Please write out every record exactly, but keep any images out of it.

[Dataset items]
------------------------------------------------------------
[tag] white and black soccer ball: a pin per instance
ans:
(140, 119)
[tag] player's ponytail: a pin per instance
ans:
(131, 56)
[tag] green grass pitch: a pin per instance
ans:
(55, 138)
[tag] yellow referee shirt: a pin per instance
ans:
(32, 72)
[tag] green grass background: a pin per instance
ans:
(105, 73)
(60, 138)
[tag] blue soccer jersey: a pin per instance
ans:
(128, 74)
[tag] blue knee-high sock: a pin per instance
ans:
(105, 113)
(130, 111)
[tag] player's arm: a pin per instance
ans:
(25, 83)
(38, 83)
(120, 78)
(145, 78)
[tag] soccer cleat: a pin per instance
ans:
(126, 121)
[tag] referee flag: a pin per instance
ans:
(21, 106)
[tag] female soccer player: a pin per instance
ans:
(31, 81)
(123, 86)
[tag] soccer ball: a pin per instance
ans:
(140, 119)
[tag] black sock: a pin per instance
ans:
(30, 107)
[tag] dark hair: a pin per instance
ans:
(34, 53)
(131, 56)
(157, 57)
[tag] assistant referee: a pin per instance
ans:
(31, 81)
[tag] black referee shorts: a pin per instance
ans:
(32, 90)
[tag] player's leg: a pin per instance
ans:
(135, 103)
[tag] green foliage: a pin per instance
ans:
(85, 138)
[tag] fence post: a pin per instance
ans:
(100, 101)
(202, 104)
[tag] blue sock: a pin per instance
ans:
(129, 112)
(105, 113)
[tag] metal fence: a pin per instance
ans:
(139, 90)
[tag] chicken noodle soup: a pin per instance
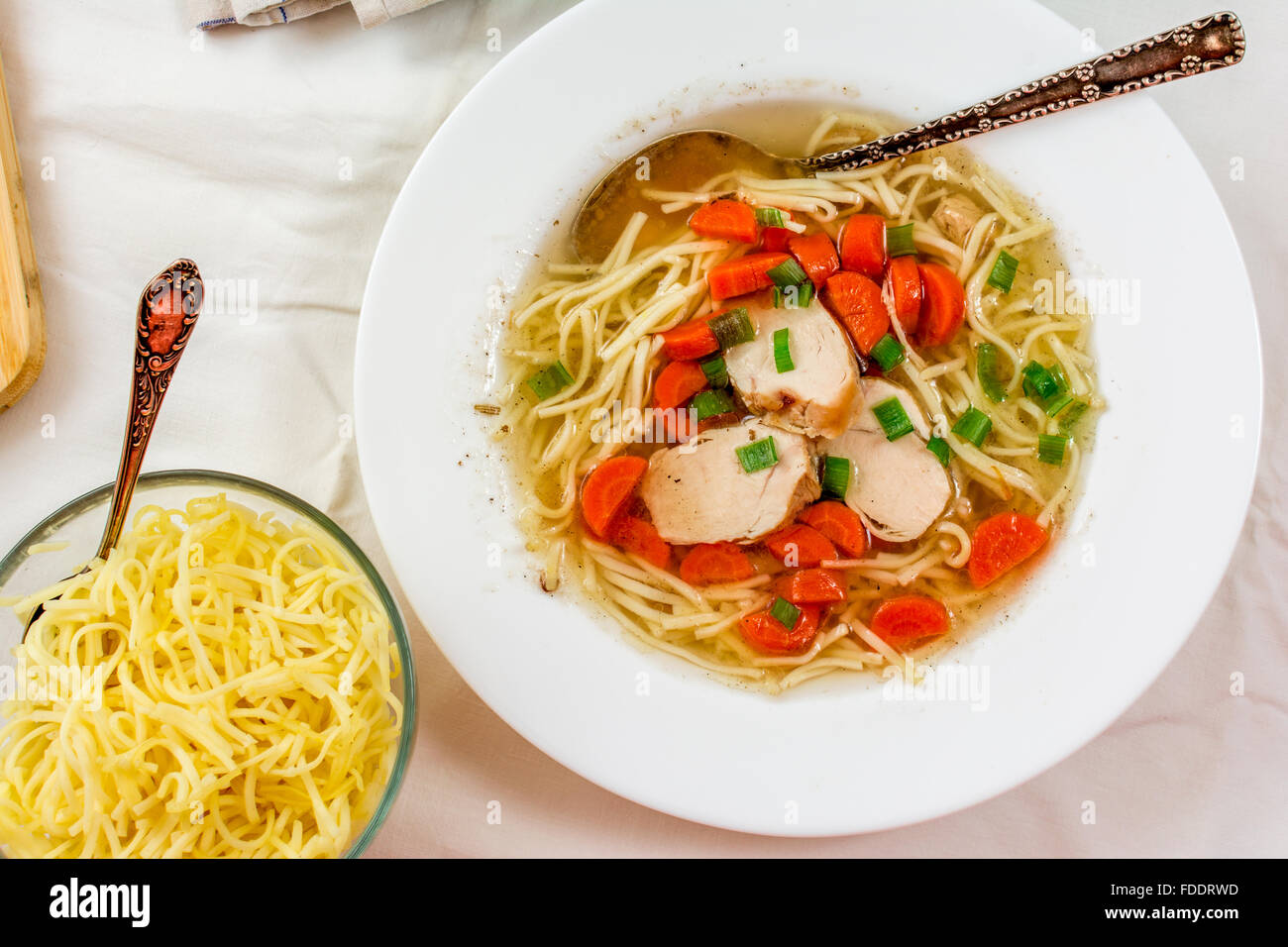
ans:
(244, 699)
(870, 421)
------------------------------------------------------------
WRITTEN ANSWER:
[tag] white and black soccer ball: a pin per instance
ans:
(140, 119)
[tag] player's ponytail: a pin per instance
ans:
(131, 56)
[tag] green grass pitch: a pin per instance
ans:
(55, 138)
[tag] yellow referee shirt: a pin per instance
ans:
(32, 72)
[tag] green grass background: a pin per instance
ans:
(105, 73)
(60, 138)
[tag] blue soccer jersey: a pin per instance
ans:
(128, 74)
[tag] blue knee-high sock: a pin per instance
ans:
(105, 113)
(130, 111)
[tag] player's arm: a pin per instance
ans:
(25, 83)
(38, 83)
(120, 78)
(145, 78)
[tag] soccer cleat: a pin per instance
ans:
(126, 121)
[tag] referee flag: a pin per instance
ans:
(21, 106)
[tag] female soccer player: a pin per instance
ans:
(31, 81)
(123, 86)
[tag] soccer ball: a pin per instance
ans:
(140, 119)
[tag] black sock: a pin per instance
ans:
(30, 107)
[tag] dark hair: a pin per instance
ans:
(34, 53)
(131, 56)
(157, 57)
[tag] assistant referee: a pin per instance
ans:
(31, 81)
[tag] black referee shorts: a pin per instance
ans:
(32, 90)
[tag] player's leg: a pin per instance
ans:
(135, 103)
[tag] green foliage: a pin per instance
ans:
(85, 138)
[tag] fence post: a pin per instance
ans:
(100, 101)
(202, 104)
[tag] blue sock: a pin per instance
ans:
(129, 112)
(105, 113)
[tag] metal fence: a pin per instance
ans:
(139, 90)
[tag] chicken noodle soup: a pin per instance
ans:
(244, 699)
(870, 421)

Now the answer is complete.